*DATASET RECORDS*
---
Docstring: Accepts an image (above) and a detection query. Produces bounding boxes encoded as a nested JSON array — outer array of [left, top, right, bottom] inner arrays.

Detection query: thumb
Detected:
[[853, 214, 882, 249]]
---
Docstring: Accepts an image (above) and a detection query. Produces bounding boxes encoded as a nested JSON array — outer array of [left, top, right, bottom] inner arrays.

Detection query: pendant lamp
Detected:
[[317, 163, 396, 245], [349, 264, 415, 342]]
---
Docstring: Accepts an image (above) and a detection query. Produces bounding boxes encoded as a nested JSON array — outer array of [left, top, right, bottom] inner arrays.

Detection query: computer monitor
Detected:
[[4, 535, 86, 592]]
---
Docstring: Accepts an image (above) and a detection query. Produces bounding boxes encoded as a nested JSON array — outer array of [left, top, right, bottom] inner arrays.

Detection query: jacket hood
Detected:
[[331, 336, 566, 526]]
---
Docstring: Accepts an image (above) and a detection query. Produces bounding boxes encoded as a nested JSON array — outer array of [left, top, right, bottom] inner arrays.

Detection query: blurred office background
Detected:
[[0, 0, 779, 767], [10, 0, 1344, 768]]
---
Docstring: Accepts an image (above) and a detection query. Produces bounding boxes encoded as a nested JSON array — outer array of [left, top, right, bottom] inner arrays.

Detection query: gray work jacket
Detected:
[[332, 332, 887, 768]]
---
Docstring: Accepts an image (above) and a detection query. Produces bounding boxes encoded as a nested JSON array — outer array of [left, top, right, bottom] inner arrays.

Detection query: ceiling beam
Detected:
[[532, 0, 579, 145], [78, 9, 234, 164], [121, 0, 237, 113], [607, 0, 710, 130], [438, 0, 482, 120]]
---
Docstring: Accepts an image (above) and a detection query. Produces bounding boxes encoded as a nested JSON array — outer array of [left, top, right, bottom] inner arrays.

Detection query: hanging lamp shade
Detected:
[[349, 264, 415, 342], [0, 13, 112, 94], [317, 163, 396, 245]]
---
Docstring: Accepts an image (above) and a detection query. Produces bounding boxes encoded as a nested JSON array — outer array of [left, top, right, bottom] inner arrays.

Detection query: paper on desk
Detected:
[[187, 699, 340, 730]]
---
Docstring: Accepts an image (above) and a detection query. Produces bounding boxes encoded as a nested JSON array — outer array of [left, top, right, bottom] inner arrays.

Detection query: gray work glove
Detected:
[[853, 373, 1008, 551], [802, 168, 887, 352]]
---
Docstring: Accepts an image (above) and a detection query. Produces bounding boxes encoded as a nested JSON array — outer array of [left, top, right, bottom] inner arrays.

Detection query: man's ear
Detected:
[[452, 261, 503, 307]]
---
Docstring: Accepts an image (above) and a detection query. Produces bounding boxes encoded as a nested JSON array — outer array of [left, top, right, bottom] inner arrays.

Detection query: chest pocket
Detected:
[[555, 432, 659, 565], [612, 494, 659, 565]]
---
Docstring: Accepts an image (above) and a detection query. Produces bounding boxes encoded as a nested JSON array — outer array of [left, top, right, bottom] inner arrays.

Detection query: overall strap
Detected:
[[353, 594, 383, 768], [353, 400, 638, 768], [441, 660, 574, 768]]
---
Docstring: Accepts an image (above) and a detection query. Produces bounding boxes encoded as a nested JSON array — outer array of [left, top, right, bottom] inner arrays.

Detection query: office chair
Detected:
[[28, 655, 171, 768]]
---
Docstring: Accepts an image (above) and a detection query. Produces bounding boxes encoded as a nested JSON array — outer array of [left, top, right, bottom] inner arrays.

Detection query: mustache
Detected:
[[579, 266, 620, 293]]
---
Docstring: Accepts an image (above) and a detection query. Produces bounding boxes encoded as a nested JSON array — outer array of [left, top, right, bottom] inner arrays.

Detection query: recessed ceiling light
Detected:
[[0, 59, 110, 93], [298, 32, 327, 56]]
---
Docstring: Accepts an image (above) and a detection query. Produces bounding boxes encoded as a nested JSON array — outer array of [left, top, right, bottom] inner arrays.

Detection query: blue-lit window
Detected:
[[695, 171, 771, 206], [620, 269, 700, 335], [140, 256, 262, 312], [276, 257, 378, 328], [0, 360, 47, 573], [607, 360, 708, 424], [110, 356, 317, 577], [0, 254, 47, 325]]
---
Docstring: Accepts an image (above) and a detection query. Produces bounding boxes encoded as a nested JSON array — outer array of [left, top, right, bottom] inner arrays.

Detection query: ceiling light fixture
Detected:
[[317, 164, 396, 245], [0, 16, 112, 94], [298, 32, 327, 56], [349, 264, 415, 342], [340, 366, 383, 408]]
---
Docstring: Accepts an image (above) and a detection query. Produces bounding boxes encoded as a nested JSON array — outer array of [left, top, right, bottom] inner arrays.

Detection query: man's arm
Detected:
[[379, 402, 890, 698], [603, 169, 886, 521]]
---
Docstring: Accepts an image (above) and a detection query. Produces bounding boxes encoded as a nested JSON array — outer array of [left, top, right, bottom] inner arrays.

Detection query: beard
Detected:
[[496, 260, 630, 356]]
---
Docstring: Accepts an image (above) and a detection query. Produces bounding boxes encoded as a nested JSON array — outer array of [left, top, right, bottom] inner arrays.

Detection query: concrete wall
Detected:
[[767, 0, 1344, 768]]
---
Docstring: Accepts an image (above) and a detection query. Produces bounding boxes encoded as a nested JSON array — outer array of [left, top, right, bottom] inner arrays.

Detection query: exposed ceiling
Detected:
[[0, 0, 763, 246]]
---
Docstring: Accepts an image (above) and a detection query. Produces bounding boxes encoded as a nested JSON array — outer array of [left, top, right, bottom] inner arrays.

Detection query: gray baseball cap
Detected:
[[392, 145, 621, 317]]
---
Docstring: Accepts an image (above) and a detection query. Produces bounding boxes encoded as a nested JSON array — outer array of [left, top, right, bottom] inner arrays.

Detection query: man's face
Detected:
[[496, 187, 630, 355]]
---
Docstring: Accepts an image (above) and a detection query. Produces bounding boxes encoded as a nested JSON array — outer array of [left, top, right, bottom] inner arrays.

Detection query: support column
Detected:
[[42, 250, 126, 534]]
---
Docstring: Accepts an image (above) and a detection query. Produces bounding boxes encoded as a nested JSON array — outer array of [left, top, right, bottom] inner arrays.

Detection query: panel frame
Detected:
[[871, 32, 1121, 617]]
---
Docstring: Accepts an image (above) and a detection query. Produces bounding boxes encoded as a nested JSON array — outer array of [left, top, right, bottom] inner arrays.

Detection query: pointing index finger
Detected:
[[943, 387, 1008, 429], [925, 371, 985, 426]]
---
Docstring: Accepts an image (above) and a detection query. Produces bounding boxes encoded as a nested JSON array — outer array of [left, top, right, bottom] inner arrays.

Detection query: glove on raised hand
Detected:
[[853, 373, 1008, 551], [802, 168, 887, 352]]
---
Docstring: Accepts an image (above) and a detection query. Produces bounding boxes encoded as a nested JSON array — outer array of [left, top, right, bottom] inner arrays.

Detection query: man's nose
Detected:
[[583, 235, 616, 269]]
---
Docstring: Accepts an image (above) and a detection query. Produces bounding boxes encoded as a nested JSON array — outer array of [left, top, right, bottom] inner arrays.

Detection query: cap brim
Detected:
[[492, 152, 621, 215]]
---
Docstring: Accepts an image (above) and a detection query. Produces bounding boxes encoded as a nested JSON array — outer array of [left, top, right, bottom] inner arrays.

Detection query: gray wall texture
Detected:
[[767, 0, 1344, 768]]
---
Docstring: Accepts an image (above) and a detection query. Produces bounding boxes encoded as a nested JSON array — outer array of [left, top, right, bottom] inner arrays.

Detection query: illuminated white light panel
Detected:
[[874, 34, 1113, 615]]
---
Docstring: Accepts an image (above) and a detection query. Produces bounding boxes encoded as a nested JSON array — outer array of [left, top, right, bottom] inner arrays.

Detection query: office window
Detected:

*DIRECTIONS FOR THIS TASK*
Produce an exact copy of the whole listing.

*CORRECT OUTPUT*
---
Docstring: Accepts an image (above) and a detection query. Produces bounding boxes encoded as a nested JSON array — outer array of [left, top, right, bottom] inner arrays.

Detection query: thumb
Detected:
[[853, 214, 882, 249]]
---
Docstring: Accepts an image (above) and a detection query. Produces bounding boxes encoded as a nested JSON array — outer array of [left, top, right, bottom] inner arrays.

Detection query: pendant lamp
Detected:
[[317, 163, 396, 245], [349, 264, 415, 342]]
---
Docstring: Accepts an image (above) and a detection query. Produces bounding boxes encoded as a nested JSON array — outer array of [left, top, right, bottom] inner arrays.

Detection query: computer monitor
Detected:
[[4, 535, 86, 592]]
---
Docstring: Accepts an image (above) and a detection query. Produces bounding boxes encoded as a nested JSON array — outer array of [left, top, right, bottom] inner arrays.

Detection query: jacket hood
Detected:
[[331, 336, 566, 526]]
---
Docstring: Accepts an image (above) and a detection query. Produces bounding boxes encoded as a nested JSON array — outer array of [left, top, right, bottom] inner arrays.

Detection query: blurred office background
Detected:
[[0, 0, 779, 767], [10, 0, 1344, 768]]
---
Docstring: Accepts an image (above) and a detection query. Produces bounding boxes encoded as a nested JSON array — outer array of [left, top, right, bottom] inner arrays.

Detection query: gray work jacket
Detected:
[[332, 332, 887, 768]]
---
Docstring: Accepts an image (above) and a detection query. Produces bounding boxes encoded as a nested JSON array — outer array of [left, top, right, bottom] inner arrays.

Detection query: ceiling beam
Detected:
[[532, 0, 579, 145], [78, 9, 234, 164], [121, 0, 237, 113], [607, 0, 710, 130], [438, 0, 482, 120]]
---
Docstring: Accepts an image (above) and a detection query. Produces bounding boxes encoded as a nested JSON array — outer array of [left, top, right, bottom] inner arrays.

Detection query: hanging lamp shade
Detected:
[[349, 264, 415, 342], [0, 13, 112, 94], [317, 163, 396, 245]]
---
Docstring: Accepts an image (above) and a detection query. Produces bounding boxes encoded as a nested JSON array — outer array of [left, top, right, bottom] inner arrays.

Detection query: paper on desk
Detected:
[[187, 699, 340, 730]]
---
Docstring: Accepts an image (above) and a detection query. Produces bounding boxes encoded as a nested JSON array — outer array of [left, top, right, bottom] inner arrays.

Detection query: gray work glove
Detected:
[[853, 373, 1008, 551], [802, 168, 887, 352]]
---
Docstring: Accepts an image (above) and a detection query. Produces bounding boxes encoded as a nested JSON array — outer array of [left, top, right, bottom] inner arrays.

Detection query: man's ear
Detected:
[[452, 261, 503, 307]]
---
Docstring: Accepts an image (above) and a detection query. Produces bounding boxes encoded as a nested JSON array — outer array of [left, top, right, bottom] inner arrays.

Detection query: chest pocket
Detected:
[[555, 432, 659, 565], [612, 494, 659, 565]]
---
Docstring: Accepts an image (above) and a detection query. Produces bounding boxes encoded as a nested JSON array — outer array of [left, top, right, bottom] inner arrays.

Detection query: overall strap
Detected:
[[353, 594, 383, 768], [353, 400, 638, 768], [441, 660, 574, 768]]
---
Docstring: Accepts an image (above) and a detection query. Produces bounding boxes encoded as a nested JSON array — outer array of [left, top, right, bottom] inner arrays.

Detection query: office chair
Detected:
[[28, 655, 171, 768]]
---
Docstring: Accepts an image (above) and a detection query. Produces bounding boxes encoded as a nested JSON array — outer array of [left, top, right, bottom] inner arrays.

Detection query: mustache
Detected:
[[579, 266, 620, 293]]
---
Docstring: Accepts an image (above) and a detection query. Produces bounding boxes encoded as a nested JSON array — outer array of [left, top, right, bottom] inner arrays.

Detection query: recessed ceiling light
Detected:
[[0, 59, 110, 93], [298, 32, 327, 56]]
---
Docstring: Accepts an image (above) and a detection query. Produces bounding boxes encoded as a nested JSON array — outer array of [left, top, right, bottom] inner arrays.

Detection query: blue-lit window
Detected:
[[695, 171, 771, 206], [620, 269, 700, 335], [140, 256, 262, 312], [276, 257, 378, 328], [0, 360, 47, 573], [607, 360, 708, 424], [110, 356, 317, 577], [0, 254, 47, 325]]
---
Docstring: Accepts an image (above) and a detection query. Produces bounding boxes encoded as a nested JSON array — outer array of [left, top, right, bottom] inner arrays.

Detection query: ceiling light fixture
Detected:
[[317, 164, 396, 245], [0, 16, 112, 94], [298, 32, 327, 56], [349, 264, 415, 342], [340, 366, 383, 408]]
---
Docstring: Accepts an image (above) and a detection query. Produces bounding boxes encoded as a nested JSON array — outer array of [left, top, right, bottom] inner arrays.

Detection query: man's arm
Detected:
[[379, 402, 890, 698], [603, 169, 886, 521]]
---
Docstring: Accepts an image (above) and a detection query. Produces bounding boxes encoded as a nested JSON array — outer array of [left, top, right, bottom] inner arrays.

Detection query: beard
Detected:
[[496, 260, 630, 356]]
---
Docstring: Accepts an image (above) and a detection query. Produces bounding boxes encoded as a nested JSON array — outer array of [left, top, right, bottom] inner arrays.

Detection query: concrete wall
Detected:
[[767, 0, 1344, 768]]
---
Docstring: Accepts an image (above) and a detection query. Produces bounding boxes encoded as a nested JSON array — outer array of [left, top, right, bottom] inner arrays.

Detection query: exposed ceiling
Detected:
[[0, 0, 763, 246]]
---
Docstring: Accepts an image (above) and a detection query. Produces bounding boxes encoded as a nested JSON array — outer array of [left, top, right, bottom] inner arrays.

Detection query: gray baseball cap
Detected:
[[392, 145, 621, 317]]
---
Docstring: Accepts an image (above) and a detection query. Produces bounding boxes encoded as a nested JSON array — outer array of [left, top, right, bottom] inner arrays.

Detection query: man's face
Detected:
[[496, 187, 630, 355]]
---
Docstring: Accepts an image (above) and a detection query. Produces bounding boxes encoded as a nested JSON array — outer array of [left, top, right, bottom] inner arrays.

Detection query: support column
Detected:
[[42, 250, 126, 534]]
---
Docstring: Accepts an image (above) and a detection query. Produces bounding boxes encoded as a nested JSON array — outer array of [left, top, right, bottom] inner arrays.

Detection query: panel frame
Detected:
[[871, 32, 1121, 617]]
---
Docstring: Accepts an image (above) and a detection query. Produces bounding boxes encoded as a nested JSON array — outer array of [left, top, right, bottom] inner arrays.

Detection query: pointing index finger
Detected:
[[943, 387, 1008, 429], [925, 371, 985, 426]]
---
Docstring: Accepts an image (above) and a detection query. Produces bounding boxes encoded as a nested JSON array — outer array of [left, top, right, bottom] inner arrays.

Detection query: glove on raised hand
Detected:
[[853, 373, 1008, 551], [802, 168, 887, 352]]
---
Docstring: Accepts an image (above) and a detection query. Produces bounding boxes encoded as a nested JSON array — outer array of [left, top, right, bottom] inner arrays.

Detection query: man's nose
Detected:
[[583, 235, 616, 269]]
---
Docstring: Accepts an image (above) and a detection query. Produces bounding boxes encoded as a nested JSON array — outer array of [left, top, right, bottom] inner arrays.

Detection query: cap brim
Detected:
[[492, 152, 621, 215]]
---
Docstring: Accepts an image (above) and a detection query. Produces bounding boxes encoded as a nested JSON array — outer array of [left, top, right, bottom] inner arrays.

Detection query: gray wall texture
Detected:
[[767, 0, 1344, 768]]
---
Docstring: Accepts an image (above) and a detection query. Produces bounding boxes encoded as a nested JSON array — outer array of [left, top, right, bottom] inner arrays.

Detection query: illuminated white light panel
Detected:
[[874, 34, 1113, 615]]
---
Docstring: Accepts an image (above) and a detection query. Produces bounding boxes encoded as a nested JSON array — outer array of [left, top, right, bottom] inner arrays.

Detection query: office window
Detected:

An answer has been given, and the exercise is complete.